■ REQUIRED WORK
Where does the string "exercise" occur in the entries below? Copy every line where it does.

[GIVEN ENTRIES]

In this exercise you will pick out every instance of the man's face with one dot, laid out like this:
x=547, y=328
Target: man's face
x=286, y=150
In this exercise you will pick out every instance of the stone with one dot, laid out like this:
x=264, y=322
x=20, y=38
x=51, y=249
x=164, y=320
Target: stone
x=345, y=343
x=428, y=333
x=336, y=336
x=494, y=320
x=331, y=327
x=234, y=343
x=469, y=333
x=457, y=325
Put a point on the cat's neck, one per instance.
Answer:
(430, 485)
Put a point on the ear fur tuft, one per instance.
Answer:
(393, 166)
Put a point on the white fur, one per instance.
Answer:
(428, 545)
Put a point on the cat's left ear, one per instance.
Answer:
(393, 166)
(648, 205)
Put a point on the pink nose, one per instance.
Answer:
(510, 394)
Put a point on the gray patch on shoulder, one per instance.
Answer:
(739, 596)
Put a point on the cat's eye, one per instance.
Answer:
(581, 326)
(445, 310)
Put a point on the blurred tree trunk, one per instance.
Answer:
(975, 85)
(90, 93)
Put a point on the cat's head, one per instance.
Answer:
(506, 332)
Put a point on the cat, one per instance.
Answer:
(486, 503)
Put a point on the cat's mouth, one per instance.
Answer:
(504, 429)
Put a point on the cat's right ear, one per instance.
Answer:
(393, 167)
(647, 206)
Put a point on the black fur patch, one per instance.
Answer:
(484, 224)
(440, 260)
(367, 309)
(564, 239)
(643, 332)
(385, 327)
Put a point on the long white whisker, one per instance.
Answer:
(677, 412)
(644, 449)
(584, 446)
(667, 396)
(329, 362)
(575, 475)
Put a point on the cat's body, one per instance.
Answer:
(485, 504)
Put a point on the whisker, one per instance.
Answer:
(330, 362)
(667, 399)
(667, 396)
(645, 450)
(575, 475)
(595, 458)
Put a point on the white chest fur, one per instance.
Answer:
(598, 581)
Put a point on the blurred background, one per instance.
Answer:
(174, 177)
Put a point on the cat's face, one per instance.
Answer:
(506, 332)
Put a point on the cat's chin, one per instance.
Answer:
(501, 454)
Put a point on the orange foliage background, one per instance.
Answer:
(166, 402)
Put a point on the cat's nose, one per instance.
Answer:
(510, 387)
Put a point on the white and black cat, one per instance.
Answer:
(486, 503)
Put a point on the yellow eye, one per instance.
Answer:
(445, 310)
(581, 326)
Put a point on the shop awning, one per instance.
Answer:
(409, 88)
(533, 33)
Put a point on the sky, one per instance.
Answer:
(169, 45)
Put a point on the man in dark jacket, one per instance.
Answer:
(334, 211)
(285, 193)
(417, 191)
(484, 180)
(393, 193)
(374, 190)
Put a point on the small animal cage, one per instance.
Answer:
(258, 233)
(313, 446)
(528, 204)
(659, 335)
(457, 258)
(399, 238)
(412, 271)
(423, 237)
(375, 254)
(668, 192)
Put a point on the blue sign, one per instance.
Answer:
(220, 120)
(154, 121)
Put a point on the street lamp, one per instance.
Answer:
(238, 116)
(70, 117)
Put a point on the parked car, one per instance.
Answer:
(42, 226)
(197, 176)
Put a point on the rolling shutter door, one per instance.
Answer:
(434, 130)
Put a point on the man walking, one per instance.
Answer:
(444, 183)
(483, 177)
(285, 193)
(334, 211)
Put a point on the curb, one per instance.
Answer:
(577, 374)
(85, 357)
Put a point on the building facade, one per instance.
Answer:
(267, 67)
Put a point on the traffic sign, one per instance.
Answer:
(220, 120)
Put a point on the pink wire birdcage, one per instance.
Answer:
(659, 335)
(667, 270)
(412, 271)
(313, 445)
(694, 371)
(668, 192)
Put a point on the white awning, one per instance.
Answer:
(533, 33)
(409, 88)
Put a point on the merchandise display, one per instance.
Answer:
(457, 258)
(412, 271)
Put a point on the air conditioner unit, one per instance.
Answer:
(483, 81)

[/GIVEN ENTRIES]

■ PROBLEM SOLUTION
In this exercise you will pick out every instance of the man's face with one dot, laid out like this:
In this exercise you will pick out every instance of the stone with one dot, laid out like this:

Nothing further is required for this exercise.